(What you should do):
Set down each record below precisely, skipping the pictures.

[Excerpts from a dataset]
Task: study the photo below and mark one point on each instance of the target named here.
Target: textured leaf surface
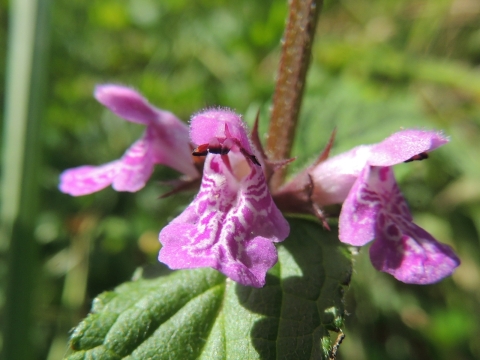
(193, 314)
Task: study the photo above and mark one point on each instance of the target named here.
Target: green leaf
(193, 314)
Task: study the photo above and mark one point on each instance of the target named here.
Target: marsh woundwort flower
(165, 141)
(232, 224)
(374, 208)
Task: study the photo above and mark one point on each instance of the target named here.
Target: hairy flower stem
(295, 58)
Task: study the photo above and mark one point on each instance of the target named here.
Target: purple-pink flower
(165, 141)
(374, 208)
(233, 223)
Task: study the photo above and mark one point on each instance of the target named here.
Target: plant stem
(294, 62)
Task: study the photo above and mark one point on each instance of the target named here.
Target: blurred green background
(377, 66)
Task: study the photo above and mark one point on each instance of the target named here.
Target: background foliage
(377, 66)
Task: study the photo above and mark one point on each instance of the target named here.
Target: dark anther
(421, 156)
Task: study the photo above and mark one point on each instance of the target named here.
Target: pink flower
(374, 208)
(232, 224)
(165, 141)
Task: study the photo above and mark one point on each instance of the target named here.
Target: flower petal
(230, 226)
(171, 144)
(411, 254)
(403, 145)
(360, 211)
(87, 179)
(126, 103)
(333, 178)
(136, 166)
(211, 124)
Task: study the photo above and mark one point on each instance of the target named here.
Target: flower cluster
(233, 222)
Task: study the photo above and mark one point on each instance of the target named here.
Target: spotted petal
(230, 226)
(84, 180)
(411, 254)
(375, 208)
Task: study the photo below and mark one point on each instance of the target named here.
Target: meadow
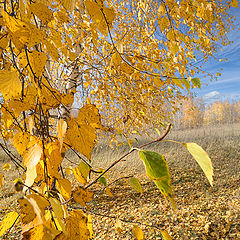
(203, 212)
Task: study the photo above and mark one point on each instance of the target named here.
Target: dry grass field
(203, 212)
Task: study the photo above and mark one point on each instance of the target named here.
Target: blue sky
(227, 86)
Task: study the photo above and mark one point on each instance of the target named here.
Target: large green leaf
(202, 158)
(157, 170)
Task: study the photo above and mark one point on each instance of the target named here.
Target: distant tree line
(195, 113)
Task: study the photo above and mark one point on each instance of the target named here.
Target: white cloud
(212, 95)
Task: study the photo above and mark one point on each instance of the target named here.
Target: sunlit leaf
(10, 85)
(6, 167)
(8, 221)
(64, 187)
(81, 172)
(196, 82)
(90, 227)
(157, 170)
(202, 158)
(1, 180)
(234, 3)
(165, 235)
(42, 12)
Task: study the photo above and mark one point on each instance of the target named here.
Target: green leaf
(157, 170)
(134, 182)
(202, 158)
(8, 221)
(196, 82)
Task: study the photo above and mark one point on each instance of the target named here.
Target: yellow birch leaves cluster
(125, 59)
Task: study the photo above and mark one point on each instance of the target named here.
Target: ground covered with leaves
(203, 212)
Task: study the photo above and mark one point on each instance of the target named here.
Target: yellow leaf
(76, 225)
(82, 196)
(138, 233)
(18, 184)
(134, 182)
(68, 4)
(37, 61)
(234, 3)
(32, 156)
(57, 208)
(202, 158)
(31, 175)
(26, 211)
(54, 158)
(118, 226)
(89, 114)
(6, 167)
(20, 141)
(64, 187)
(4, 40)
(10, 85)
(52, 50)
(108, 192)
(81, 172)
(22, 33)
(165, 235)
(69, 170)
(61, 130)
(90, 227)
(1, 180)
(42, 12)
(116, 59)
(8, 221)
(41, 203)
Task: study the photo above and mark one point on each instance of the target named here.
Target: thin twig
(164, 134)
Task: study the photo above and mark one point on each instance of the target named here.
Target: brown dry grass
(204, 212)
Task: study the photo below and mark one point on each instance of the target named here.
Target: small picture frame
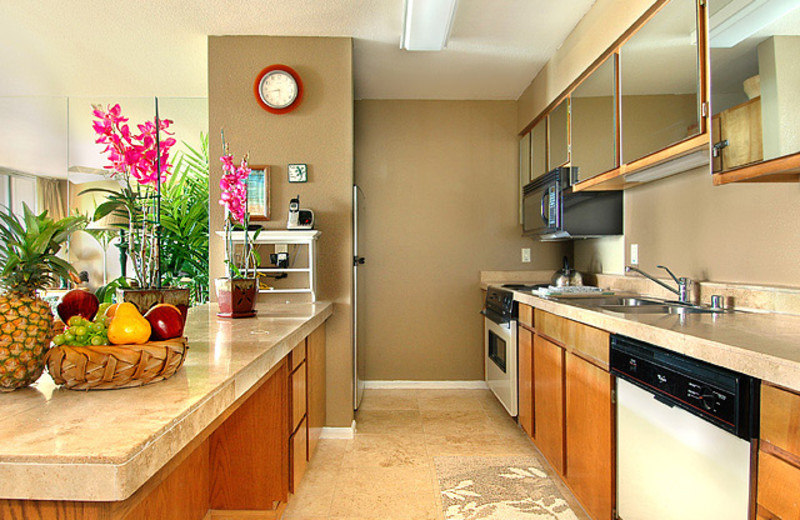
(258, 193)
(297, 172)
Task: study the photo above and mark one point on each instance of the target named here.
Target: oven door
(500, 358)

(Completed exercise):
Task: study the photo below and mark one point on each instance of the target named here.
Target: textured leaf surface
(193, 314)
Task: study the photo above and mark one point on each instance of the target named here.
Target: green leaf
(193, 314)
Task: study the photo above and mark one point on each instance of the target named here.
Target: marsh woundwort flower
(165, 141)
(232, 224)
(374, 208)
Task: study the photo above and mark one point on each instance of the target named here.
Target: hairy flower stem
(295, 58)
Task: study the photo above and mark one point on each instance of the target named here.
Target: purple-pink flower
(165, 141)
(374, 208)
(233, 223)
Task: study the photo above and mark one point on each instance of the target named here.
Target: plant stem
(294, 62)
Task: study the photo above and mark one point on each instance of the target named here.
Target: blurred green background
(377, 66)
Task: study the photo above and mark one point on each instance of the target named here.
Target: background foliage
(377, 66)
Task: study the photo above and mark one point on each instance of the target named here.
Target: dark anther
(421, 156)
Task: study the photo above and mark one point on each instance of the target named here.
Target: pink flower
(374, 208)
(232, 224)
(165, 141)
Task: study the photo above and mark one point on each instance of the target named here.
Target: flower petal
(230, 226)
(171, 144)
(411, 254)
(403, 145)
(360, 211)
(87, 179)
(126, 103)
(333, 178)
(136, 166)
(211, 124)
Task: study the photo above and mark one point on each instance of the target named here.
Target: flower cluster
(233, 222)
Task: study the photo above and mark one point on each instance of the target named here.
Target: spotted petal
(230, 226)
(84, 180)
(411, 254)
(375, 208)
Task: study the photo below and mark one point on each instance of the target named here.
Target: meadow
(203, 212)
Task: study the photo above and mark one point on each instance of the target named here.
Target: dry grass field
(203, 212)
Task: study the photo above and mark one point on each instance of the target named here.
Target: blue sky
(227, 86)
Task: study the photo above and mark one point on each instance of the target named here.
Target: large green leaf
(202, 158)
(157, 170)
Task: study the photo above and mark one point on each instance of the target named here.
Target: distant tree line
(195, 113)
Task: study the photo above and mark one point on each instance of the target named here.
Target: white cloud
(212, 95)
Task: study the photo above and mark one point on each instance of the target named here.
Target: sunlit leaf
(10, 85)
(6, 167)
(8, 221)
(64, 187)
(81, 172)
(196, 82)
(90, 227)
(157, 170)
(202, 158)
(1, 180)
(234, 3)
(165, 235)
(42, 12)
Task: study the photo above and mark one point on each instance of the target named here.
Target: green leaf
(157, 170)
(134, 182)
(202, 158)
(8, 221)
(196, 82)
Task: study the photo above and mark one point on each instance of the target named here.
Target: yellow birch leaves cluster
(125, 59)
Task: study the photo above and mark one point on each instance of the target named here.
Target: ground covered with leaves
(203, 212)
Task: study the photo above and mark one point on each instance of the target named here.
Target: yellow leaf
(76, 225)
(82, 196)
(138, 233)
(18, 184)
(134, 182)
(68, 4)
(37, 61)
(234, 3)
(32, 156)
(57, 208)
(202, 158)
(31, 175)
(26, 211)
(54, 158)
(118, 226)
(89, 114)
(6, 167)
(20, 141)
(64, 187)
(4, 40)
(10, 85)
(52, 50)
(108, 192)
(81, 172)
(22, 33)
(165, 235)
(69, 170)
(61, 130)
(90, 227)
(1, 180)
(42, 12)
(116, 59)
(8, 221)
(41, 203)
Task: study the photo above and mark one point on each instance of the target named here.
Target: thin twig
(164, 134)
Task: study the photo above and mark one point on each instance of the target named here.
Target: brown dry grass
(204, 212)
Task: study the photo below and mark one point on each instance of the target named here.
Target: small picture frame
(258, 193)
(297, 172)
Task: study the photo above and mark one point on each instance of the target named here.
Target: oven door
(500, 358)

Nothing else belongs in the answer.